• **STATED TASK**: Rewrite everything from the line containing "Objective: provide one point per instance of the gray" down to the final line, renaming "gray background" to "neutral backdrop" and keeping all else unchanged.

(Coordinate labeling data)
————

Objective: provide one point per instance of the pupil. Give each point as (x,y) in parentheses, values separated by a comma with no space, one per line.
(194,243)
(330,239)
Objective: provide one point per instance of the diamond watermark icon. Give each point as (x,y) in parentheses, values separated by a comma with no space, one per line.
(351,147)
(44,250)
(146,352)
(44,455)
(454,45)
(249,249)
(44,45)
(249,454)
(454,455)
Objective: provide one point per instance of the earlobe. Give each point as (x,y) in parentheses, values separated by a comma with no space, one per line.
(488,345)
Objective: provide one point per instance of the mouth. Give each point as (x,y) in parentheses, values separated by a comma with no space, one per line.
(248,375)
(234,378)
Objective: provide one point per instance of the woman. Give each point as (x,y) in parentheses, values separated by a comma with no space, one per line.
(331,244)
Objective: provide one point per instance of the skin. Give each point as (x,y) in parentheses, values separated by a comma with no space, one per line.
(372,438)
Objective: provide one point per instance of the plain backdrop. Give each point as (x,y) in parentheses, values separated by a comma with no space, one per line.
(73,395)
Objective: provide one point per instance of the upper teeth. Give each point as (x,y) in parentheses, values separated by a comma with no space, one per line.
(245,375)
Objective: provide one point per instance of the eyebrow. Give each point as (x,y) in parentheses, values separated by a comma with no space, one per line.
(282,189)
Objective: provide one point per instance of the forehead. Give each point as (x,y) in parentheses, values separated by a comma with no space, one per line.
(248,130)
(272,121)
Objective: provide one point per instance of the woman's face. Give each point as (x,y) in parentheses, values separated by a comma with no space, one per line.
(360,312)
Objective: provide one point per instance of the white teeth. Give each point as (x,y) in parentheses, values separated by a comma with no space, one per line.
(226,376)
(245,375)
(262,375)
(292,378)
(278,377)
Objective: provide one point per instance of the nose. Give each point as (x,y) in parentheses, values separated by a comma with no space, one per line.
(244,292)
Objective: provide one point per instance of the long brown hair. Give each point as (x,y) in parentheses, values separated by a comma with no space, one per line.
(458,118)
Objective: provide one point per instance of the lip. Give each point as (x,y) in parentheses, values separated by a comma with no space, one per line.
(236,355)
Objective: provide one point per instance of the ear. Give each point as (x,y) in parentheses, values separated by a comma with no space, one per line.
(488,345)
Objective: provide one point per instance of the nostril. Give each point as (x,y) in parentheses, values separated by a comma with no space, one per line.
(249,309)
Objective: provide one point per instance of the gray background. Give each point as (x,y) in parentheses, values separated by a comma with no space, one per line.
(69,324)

————

• **RESPONSE**:
Objective: provide one point per instance of the neutral backdrop. Give each point as (x,y) in parentheses, values separated by a comma with no space, one per line.
(69,324)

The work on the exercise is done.